◆ Task goal ◆
For every line in the material below that holds "dark", report the line.

· · · · ·

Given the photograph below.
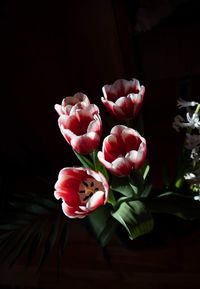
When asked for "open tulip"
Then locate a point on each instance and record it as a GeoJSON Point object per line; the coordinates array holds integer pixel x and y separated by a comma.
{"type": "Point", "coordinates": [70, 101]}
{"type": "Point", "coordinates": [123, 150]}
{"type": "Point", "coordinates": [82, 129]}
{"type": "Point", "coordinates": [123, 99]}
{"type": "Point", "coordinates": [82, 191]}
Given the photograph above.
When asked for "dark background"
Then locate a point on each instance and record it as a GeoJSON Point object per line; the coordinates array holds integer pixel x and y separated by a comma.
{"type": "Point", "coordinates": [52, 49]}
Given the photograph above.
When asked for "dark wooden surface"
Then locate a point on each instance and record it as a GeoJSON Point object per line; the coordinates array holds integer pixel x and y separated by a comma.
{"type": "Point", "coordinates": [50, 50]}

· · · · ·

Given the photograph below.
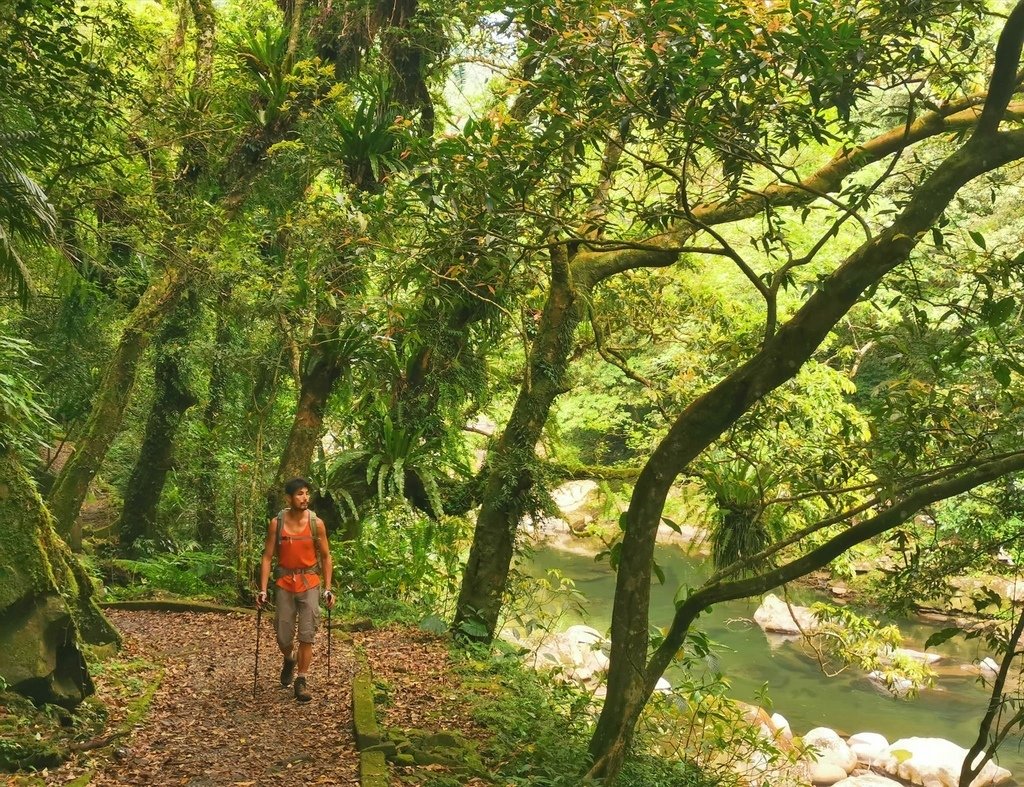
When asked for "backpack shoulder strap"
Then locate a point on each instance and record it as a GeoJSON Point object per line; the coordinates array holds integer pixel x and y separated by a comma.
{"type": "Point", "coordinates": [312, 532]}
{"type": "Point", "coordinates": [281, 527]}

· · · · ·

◆ Response area ◆
When asked for "dark background"
When asked for "dark wooden surface"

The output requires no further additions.